Ama hiç kimse bilmiyordu,bilinmemesi gerektiği için...
Bir insan ağlıyordu,yalnız ağlaması gerektiği için.bir diğeri acı çekiyordu,sevdiği için.
Buluştukları tek ortak nokta kaderleriydi,çünkü kader herşeye rağmen olması gerektiği gibiydi.
İnsan kelimelere yön verebilirdi de kadere veremezdi.Utandı insanlığından.
Bu gece iki insan acı çekiyordu; biri acı çekmesi gerektiği için,diğeri ise o acıyı paylaşamadığı için.
Bu kaderdi hemde fazlasıyla...

Kader olması gerektiği gibiydi
İnsan olmaması gerektiği gibi

Su temizlemek için ,günah kirletmek.
═══
* **Yapılacak iş**:
Kader ve acı üzerine yazılmış metni, son cümlesinin ardından kaldığı yerden sürdür.

(Kaydedilmiş veri girdileri)
═══
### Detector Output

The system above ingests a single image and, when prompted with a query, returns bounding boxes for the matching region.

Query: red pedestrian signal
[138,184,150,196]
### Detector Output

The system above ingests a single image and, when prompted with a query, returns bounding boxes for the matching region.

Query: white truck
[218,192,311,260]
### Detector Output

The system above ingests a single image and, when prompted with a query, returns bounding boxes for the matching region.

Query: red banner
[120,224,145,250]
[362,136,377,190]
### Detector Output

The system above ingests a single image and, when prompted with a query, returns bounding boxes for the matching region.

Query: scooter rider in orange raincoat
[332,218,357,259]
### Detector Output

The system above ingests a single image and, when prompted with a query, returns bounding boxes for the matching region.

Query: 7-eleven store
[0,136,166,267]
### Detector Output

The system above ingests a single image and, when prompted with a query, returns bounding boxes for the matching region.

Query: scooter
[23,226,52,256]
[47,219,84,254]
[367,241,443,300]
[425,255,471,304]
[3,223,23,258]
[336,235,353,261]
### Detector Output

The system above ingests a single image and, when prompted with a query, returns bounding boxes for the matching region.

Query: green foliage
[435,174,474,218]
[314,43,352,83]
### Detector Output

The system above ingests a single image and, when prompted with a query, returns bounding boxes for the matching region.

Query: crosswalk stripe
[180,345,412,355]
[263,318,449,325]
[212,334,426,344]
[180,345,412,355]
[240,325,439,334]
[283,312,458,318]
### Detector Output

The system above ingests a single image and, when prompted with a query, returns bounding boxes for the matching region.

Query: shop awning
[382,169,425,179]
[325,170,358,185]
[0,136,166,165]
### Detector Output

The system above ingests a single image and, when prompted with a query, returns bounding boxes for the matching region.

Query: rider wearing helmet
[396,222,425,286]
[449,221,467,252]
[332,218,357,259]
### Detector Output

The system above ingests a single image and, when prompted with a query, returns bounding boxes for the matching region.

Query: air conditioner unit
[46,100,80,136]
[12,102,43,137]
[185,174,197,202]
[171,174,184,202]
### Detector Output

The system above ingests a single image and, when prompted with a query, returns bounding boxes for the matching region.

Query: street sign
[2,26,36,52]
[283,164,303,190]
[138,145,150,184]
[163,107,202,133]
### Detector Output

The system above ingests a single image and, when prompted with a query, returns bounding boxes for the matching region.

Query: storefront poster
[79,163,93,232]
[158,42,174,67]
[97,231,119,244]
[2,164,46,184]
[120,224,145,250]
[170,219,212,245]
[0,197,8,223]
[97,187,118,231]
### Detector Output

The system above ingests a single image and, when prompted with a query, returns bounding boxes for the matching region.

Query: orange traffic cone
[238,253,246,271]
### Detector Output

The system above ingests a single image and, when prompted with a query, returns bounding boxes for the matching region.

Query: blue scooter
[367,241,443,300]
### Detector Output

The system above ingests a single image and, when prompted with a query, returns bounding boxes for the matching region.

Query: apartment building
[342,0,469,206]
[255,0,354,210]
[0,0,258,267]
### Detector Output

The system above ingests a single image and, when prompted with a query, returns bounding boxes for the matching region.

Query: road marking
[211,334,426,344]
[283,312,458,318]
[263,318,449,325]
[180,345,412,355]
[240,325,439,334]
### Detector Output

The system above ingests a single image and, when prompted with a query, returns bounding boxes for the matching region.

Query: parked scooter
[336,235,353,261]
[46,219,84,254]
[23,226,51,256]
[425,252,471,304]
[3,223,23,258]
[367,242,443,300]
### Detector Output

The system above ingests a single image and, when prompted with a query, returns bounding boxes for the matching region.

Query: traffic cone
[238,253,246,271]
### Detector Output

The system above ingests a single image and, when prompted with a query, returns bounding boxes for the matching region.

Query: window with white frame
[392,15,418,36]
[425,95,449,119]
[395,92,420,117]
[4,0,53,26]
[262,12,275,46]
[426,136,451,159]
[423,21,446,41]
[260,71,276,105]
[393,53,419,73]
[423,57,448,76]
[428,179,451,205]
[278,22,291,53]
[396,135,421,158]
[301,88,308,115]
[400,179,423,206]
═══
* **Görevin sonucu**:
Bu gece de bedeller ödeniyor,bu gece de kurtlar kuzuya saldırıyor.
Bu gece de yazılanlar bir bir gerçeğe dönüşüyor,yani herşey olması gerektiği gibi,yani herşey kader...

''Yaptığım herşeyin kaderim olduğuna inanarak,kaderim olan herşeyi yaptım'' *

yaşayabilirsin ama bedelini ödediğin sürece...




* (Nazan Bekiroğlu/Mavi Lale)

9 Nisan 2010 Cuma

Ödenmemiş bedel...

Yatağındaydı,her zaman sarıldığı yastığını bu kez arkasına koymuştu.
çoğu zaman kolları arasında duran yastık şimdi ona destek oluyordu.
yastık ;samimi ,yastık;vefalıydı...
hemen yanında porselen bir fincanda çayı duruyordu ve telefonu,gözünü alamadığı telefonu.
üşüyordu bu şehirde, en çok ta elleri...dokunamıyordu ya sevdiğine ondan olsa gerek.
duraksadı bir kaç dakika boşaltmak istedi zihnini,yapamadı.
yoğun duygularını atamadı bir kenara.sessizdi odası ama kafasının içinde fırtınalar kopuyordu.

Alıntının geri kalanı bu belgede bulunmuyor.